Exercise requirements:
1) In the processor performance notes, take the part that opens with the words containing "Common Processor Architectures" and closes with "cores (DSPs, microcontrollers)". Reproduce it with "simultaneously" updated to "concurrently".
2) According to the processor performance notes, what does the shared bus in the von Neumann architecture create?

2 Abstract Technologies & Performance

Common Processor Architectures

Harvard
- optimized for parallel fetches: separate program & data memories
- both memories can be accessed simultaneously → higher throughput
- typically in simple/specialized cores (DSPs, microcontrollers)
von Neumann
- unified program + data memory (“stored-program”)
- simpler silicon, more flexible instruction set
- shared bus creates the “von Neumann bottleneck” → limits throughput
- used in general-purpose CPUs
When to use which?
- Harvard → real-time, low-latency embedded
- von Neumann → complex OS, rich ISA

Cost per die $Cost per die = \frac{Cost per wafer}{Dies per wafer \times Yield}$
- Dies per wafer ≈ $\frac{π ( wafer radius ) ^{2}}{die area}$
- Yield = fraction of good dies after fabrication defects

Clock rate vs. cycle time
$Clock rate (Hz) = \frac{1}{Clock cycle time (s)}$
CPU execution time
- via cycles × time: $T_{exec} = Clock cycles \times Clock cycle time$
- via rate: $T_{exec} = \frac{Clock cycles}{Clock rate}$
Breaking down Clock cycles
$Clock cycles = program, ISA, compiler Instruction count \times hardware implementation (avg. cycles per instruction) CPI$
Unified CPU time formula
$T_{exec} = Instruction count \times CPI \times Clock cycle time = \frac{Instruction count \times CPI}{Clock rate}$

Reduce Instruction count
– better algorithms, more powerful ISA
Reduce CPI
– deeper pipelines, more parallelism
Increase Clock rate
– faster transistors, shorter cycle time
Trade-off example: deeper pipelines → higher clock rate but can increase CPI on mispredictions

Overall speedup when improving a feature that accelerates fraction $f$ of computation by factor $S$ : $Speedup_{total} = \frac{1}{( 1 - f ) + \frac{f}{S}} (Amdahl’s Law)$
- shows diminishing returns as $f \to 1$

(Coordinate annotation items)
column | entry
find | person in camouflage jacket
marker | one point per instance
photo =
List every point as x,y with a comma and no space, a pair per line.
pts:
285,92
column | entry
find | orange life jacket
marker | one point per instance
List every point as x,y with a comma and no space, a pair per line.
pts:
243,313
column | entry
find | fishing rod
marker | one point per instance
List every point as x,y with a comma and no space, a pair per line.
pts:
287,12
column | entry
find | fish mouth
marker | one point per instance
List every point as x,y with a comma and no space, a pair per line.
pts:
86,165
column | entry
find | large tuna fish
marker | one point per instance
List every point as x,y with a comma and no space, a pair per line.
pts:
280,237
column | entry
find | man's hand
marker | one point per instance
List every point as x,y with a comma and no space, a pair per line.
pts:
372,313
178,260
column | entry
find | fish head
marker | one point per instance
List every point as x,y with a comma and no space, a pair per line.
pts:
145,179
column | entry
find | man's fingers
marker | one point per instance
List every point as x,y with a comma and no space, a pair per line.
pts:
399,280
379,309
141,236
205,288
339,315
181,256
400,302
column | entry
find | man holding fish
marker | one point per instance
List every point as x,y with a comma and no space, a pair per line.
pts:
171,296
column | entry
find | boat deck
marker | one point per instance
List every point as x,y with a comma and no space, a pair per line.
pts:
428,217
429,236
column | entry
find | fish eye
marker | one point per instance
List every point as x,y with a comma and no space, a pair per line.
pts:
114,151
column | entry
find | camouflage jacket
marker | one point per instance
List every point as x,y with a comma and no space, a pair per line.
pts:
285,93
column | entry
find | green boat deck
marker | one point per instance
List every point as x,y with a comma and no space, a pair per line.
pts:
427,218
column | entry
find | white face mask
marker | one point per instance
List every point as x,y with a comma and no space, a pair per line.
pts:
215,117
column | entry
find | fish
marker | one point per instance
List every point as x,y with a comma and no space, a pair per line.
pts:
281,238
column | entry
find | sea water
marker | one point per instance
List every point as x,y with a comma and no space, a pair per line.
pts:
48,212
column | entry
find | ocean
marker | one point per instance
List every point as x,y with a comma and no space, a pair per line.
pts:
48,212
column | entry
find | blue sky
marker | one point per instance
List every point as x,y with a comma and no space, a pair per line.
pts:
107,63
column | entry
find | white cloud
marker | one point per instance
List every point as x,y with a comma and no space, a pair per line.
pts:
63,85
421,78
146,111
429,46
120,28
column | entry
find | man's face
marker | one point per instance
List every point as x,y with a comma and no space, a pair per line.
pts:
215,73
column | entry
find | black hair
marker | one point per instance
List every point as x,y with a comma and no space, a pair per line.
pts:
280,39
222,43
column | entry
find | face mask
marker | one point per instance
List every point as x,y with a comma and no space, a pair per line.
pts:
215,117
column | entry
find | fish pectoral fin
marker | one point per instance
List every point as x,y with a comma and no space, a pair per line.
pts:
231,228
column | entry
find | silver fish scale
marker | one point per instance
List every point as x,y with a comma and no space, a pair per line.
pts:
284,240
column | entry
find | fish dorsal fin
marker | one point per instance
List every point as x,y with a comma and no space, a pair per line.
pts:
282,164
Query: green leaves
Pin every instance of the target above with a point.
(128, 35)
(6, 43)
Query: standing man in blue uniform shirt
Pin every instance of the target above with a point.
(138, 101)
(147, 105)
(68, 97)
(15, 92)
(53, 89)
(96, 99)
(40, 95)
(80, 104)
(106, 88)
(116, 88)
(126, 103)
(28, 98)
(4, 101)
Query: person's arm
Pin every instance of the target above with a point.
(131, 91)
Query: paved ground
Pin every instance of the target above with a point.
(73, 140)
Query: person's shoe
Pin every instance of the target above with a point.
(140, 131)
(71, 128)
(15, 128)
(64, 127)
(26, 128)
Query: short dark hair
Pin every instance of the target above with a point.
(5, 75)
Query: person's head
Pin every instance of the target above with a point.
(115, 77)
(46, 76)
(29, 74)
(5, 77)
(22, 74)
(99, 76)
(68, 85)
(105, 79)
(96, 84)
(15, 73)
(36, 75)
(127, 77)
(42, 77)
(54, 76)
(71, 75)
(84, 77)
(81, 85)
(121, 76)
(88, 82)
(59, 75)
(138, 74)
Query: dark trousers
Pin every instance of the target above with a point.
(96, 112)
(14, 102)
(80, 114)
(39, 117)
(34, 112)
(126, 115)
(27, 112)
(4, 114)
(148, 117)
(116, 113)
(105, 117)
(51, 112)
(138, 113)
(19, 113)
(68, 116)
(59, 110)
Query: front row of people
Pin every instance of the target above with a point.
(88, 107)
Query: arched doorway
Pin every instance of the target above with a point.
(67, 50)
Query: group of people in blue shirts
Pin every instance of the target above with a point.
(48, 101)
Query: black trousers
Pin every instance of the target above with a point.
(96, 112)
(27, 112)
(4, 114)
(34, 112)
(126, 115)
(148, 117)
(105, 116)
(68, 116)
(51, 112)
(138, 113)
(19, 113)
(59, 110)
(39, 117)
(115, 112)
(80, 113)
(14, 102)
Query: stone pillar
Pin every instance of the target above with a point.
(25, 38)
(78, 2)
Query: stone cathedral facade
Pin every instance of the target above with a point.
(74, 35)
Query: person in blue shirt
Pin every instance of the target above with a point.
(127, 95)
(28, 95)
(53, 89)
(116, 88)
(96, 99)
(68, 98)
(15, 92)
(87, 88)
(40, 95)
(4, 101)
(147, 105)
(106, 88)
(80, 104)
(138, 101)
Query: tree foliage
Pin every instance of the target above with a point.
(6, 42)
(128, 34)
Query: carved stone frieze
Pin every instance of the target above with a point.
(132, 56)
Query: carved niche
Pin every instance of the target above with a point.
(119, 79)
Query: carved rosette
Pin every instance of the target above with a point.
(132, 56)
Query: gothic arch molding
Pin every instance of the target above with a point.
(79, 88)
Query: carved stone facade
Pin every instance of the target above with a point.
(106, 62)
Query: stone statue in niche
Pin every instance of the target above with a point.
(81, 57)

Solutions to each task:
1)
Common Processor Architectures

Harvard
- optimized for parallel fetches: separate program & data memories
- both memories can be accessed concurrently → higher throughput
- typically in simple/specialized cores (DSPs, microcontrollers)

2) The "von Neumann bottleneck," which limits throughput.